» **TASK INPUTS**
====================

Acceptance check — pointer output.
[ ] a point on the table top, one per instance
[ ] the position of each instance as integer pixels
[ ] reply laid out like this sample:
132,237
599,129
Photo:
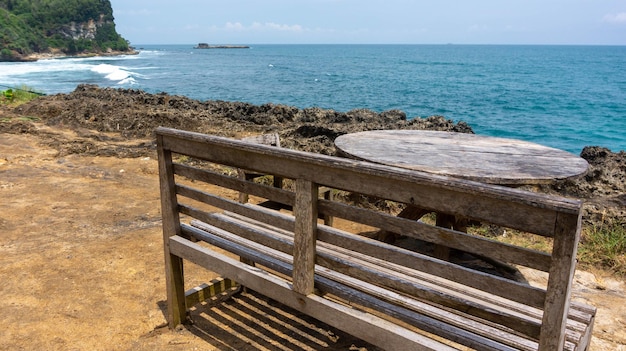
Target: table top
470,156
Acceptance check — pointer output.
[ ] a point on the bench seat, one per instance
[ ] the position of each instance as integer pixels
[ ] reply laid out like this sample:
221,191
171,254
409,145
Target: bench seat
395,298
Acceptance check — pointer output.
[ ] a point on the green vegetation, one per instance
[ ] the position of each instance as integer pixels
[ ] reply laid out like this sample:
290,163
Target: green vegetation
68,26
604,246
19,95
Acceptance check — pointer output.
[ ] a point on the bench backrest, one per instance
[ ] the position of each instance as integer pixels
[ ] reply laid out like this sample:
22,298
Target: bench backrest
547,216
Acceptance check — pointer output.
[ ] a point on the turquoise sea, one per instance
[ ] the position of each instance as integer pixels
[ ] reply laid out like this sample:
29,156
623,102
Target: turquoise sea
561,96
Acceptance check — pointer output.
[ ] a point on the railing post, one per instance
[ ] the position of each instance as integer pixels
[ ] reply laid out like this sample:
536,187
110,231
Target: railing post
174,278
560,282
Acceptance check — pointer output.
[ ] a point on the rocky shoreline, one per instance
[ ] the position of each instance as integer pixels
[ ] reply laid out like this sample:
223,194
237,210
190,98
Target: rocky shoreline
134,114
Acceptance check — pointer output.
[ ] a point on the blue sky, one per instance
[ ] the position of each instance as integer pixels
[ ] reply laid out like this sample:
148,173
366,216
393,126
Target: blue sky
593,22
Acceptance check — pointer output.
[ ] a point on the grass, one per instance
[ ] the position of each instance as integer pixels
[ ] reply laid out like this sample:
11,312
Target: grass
18,96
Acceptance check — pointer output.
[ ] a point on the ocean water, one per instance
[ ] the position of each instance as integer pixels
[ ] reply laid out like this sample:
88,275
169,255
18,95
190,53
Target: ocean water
566,97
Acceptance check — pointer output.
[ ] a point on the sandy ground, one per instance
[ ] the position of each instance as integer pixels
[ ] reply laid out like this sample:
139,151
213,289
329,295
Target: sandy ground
82,267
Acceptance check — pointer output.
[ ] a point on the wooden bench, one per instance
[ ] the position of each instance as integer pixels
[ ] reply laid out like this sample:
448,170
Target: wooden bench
392,297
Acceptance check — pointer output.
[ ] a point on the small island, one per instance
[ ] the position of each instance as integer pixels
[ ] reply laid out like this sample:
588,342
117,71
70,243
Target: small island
207,46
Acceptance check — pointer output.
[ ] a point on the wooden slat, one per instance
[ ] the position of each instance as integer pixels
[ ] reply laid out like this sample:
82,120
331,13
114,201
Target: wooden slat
370,328
364,262
264,191
580,315
560,282
383,274
505,288
249,210
206,291
330,282
442,236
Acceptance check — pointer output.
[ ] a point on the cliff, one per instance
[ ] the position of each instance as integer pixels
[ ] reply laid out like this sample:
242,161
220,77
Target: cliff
36,28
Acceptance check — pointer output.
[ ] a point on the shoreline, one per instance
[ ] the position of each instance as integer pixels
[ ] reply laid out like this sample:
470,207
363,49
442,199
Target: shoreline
59,55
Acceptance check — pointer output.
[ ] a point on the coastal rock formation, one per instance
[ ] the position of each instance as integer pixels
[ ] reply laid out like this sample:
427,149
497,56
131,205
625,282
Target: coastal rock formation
134,114
34,29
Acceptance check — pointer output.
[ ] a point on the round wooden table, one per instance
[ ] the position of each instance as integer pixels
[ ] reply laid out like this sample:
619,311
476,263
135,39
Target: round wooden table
485,159
470,156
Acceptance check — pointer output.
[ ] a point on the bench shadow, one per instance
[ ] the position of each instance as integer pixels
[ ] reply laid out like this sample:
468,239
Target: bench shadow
249,321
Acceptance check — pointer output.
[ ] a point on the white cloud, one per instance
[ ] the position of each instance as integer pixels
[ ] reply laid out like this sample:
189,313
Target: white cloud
615,17
256,26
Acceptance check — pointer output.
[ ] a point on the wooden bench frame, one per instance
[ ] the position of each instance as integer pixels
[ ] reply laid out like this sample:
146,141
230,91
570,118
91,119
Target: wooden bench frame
391,297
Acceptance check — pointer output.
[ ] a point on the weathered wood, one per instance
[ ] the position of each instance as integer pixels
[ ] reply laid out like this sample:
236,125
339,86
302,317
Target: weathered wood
334,275
304,237
369,327
478,201
560,282
174,279
441,273
470,156
331,282
206,291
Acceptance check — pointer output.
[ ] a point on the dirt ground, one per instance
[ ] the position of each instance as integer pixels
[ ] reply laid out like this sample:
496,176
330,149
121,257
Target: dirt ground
82,263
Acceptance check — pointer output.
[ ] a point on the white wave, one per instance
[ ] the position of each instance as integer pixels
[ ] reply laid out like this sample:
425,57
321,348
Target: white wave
115,73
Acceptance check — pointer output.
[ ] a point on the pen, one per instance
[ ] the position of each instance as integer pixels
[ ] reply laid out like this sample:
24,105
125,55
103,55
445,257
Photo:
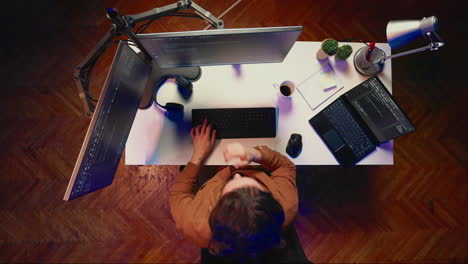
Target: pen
369,51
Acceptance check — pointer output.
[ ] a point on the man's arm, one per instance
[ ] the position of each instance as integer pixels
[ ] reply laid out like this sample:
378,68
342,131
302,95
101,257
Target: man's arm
182,194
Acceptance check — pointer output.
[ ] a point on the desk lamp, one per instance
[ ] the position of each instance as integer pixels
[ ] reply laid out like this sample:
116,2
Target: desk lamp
370,60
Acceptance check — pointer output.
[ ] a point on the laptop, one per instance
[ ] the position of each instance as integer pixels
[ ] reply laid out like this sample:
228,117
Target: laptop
358,121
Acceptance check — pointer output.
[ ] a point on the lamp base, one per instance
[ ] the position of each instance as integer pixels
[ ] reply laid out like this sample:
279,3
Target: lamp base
375,63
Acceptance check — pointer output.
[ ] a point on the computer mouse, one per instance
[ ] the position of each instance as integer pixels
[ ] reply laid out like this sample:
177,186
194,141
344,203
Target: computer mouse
294,147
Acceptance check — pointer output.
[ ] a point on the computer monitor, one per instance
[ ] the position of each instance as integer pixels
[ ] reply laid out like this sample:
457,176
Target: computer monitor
110,124
220,46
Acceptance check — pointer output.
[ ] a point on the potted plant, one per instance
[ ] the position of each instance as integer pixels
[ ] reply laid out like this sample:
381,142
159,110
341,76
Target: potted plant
328,48
344,52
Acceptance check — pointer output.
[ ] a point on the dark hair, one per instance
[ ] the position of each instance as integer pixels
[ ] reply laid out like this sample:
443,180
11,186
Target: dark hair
245,223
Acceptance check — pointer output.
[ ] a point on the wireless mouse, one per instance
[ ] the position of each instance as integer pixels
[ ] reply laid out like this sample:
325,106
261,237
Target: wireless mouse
294,147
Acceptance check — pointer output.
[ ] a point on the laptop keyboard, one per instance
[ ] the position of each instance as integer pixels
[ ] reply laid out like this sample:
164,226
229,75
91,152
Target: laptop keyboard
348,129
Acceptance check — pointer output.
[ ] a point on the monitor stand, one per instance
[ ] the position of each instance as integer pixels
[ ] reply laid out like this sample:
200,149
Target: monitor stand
191,73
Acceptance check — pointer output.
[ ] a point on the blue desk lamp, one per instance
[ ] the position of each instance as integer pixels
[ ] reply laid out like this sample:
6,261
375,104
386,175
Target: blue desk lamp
399,32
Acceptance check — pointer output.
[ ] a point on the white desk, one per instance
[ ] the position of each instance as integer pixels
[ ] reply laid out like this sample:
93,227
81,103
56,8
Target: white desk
156,140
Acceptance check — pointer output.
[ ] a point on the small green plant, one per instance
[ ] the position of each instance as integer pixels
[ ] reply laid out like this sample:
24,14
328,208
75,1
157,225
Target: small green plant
344,52
330,46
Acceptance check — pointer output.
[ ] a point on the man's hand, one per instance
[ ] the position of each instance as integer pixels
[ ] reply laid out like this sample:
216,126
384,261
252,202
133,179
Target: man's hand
203,137
243,155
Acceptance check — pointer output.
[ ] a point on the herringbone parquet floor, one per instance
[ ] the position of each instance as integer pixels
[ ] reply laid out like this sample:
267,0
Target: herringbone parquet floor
412,212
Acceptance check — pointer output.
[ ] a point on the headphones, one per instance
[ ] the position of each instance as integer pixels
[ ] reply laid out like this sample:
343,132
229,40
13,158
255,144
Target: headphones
182,82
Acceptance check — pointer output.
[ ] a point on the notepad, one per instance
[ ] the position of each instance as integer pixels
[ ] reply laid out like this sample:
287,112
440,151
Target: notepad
320,86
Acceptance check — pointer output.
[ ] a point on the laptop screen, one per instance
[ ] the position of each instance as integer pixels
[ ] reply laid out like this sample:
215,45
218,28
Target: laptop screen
376,106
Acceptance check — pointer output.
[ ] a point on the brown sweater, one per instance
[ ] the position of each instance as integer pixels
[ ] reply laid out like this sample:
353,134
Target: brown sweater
191,212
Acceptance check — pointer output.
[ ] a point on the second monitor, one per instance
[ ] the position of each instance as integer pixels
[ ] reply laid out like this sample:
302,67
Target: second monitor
220,46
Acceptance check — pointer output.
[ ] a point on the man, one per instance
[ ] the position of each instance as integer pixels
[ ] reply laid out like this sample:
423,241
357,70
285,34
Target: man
242,210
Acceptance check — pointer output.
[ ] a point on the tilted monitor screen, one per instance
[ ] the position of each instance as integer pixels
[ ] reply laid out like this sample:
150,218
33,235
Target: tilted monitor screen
220,46
111,122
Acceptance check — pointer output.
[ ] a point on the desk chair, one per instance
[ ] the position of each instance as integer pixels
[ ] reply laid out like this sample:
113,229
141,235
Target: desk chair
291,253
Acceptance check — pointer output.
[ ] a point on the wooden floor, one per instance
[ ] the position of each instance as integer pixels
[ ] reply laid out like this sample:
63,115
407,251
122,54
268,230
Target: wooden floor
412,212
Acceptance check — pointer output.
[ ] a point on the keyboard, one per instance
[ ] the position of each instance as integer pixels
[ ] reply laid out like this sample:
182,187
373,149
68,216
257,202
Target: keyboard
353,135
258,122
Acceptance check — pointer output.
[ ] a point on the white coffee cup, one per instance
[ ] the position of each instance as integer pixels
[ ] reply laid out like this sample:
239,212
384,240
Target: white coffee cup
287,88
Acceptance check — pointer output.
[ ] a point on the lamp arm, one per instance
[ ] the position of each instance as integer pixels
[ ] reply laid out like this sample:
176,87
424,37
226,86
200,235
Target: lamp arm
432,46
407,52
181,5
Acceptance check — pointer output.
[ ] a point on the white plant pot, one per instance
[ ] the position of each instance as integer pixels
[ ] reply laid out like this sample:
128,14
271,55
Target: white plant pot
321,55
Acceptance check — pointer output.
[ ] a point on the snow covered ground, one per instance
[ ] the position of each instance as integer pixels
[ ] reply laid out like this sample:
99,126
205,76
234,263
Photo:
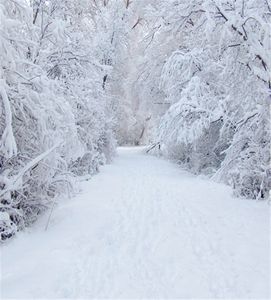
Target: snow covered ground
143,228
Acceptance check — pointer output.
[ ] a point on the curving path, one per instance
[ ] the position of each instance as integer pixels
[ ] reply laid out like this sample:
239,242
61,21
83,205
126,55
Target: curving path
143,228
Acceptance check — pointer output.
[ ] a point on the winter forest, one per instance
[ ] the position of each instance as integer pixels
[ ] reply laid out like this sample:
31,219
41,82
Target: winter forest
188,80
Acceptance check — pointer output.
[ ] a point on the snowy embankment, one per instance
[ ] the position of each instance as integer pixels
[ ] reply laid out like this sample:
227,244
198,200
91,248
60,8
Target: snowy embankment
143,228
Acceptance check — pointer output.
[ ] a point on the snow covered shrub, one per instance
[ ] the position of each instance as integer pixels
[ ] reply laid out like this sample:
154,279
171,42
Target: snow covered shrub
217,84
56,122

====================

» **EXERCISE AIM**
Return every line above that contains the string "shoreline", copying each one in full.

» **ANSWER TO THIS EXERCISE**
[ ] a point on the rocky shoreline, one per instance
Target: rocky shoreline
[ ] a point on the shoreline, one per instance
Target: shoreline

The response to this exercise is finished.